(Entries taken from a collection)
+-------+

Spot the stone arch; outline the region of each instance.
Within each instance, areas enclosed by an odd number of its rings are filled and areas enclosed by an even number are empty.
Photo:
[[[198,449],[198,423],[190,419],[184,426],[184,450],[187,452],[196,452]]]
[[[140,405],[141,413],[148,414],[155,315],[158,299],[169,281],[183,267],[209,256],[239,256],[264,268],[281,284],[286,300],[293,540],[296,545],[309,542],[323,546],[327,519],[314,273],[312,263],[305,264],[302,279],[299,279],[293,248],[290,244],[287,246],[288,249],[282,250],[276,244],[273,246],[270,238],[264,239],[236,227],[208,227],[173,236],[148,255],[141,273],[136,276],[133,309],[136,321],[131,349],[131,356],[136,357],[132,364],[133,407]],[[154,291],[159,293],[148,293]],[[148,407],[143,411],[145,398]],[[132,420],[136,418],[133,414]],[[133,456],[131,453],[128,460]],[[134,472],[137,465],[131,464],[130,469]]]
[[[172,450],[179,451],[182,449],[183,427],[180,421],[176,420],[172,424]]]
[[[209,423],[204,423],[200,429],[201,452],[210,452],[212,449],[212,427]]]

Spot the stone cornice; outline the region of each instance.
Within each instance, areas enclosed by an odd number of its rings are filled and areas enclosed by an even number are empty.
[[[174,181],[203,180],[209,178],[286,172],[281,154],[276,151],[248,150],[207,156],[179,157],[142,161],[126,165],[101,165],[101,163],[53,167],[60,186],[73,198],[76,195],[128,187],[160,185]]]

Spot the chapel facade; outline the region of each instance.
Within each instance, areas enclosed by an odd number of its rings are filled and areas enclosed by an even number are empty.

+-------+

**Task instructions:** Lines from the one containing "Spot the stone cornice;" to the last line above, both included: copy these exactly and write nothing else.

**Problem solution:**
Spot the stone cornice; outline the region of each instance.
Within each instance, areas enclosed by an odd number of its rings are filled and areas enclosed by an even number are empty.
[[[174,181],[203,180],[209,178],[286,172],[281,154],[276,151],[248,150],[207,156],[179,157],[142,161],[126,165],[101,165],[101,163],[53,167],[60,186],[73,198],[76,195],[128,187],[160,185]]]

Spot the chapel facade; outline the region of each instance.
Within each instance, areas enclosed by an odd number of its rings are filled and areas enclosed by an even number are empty.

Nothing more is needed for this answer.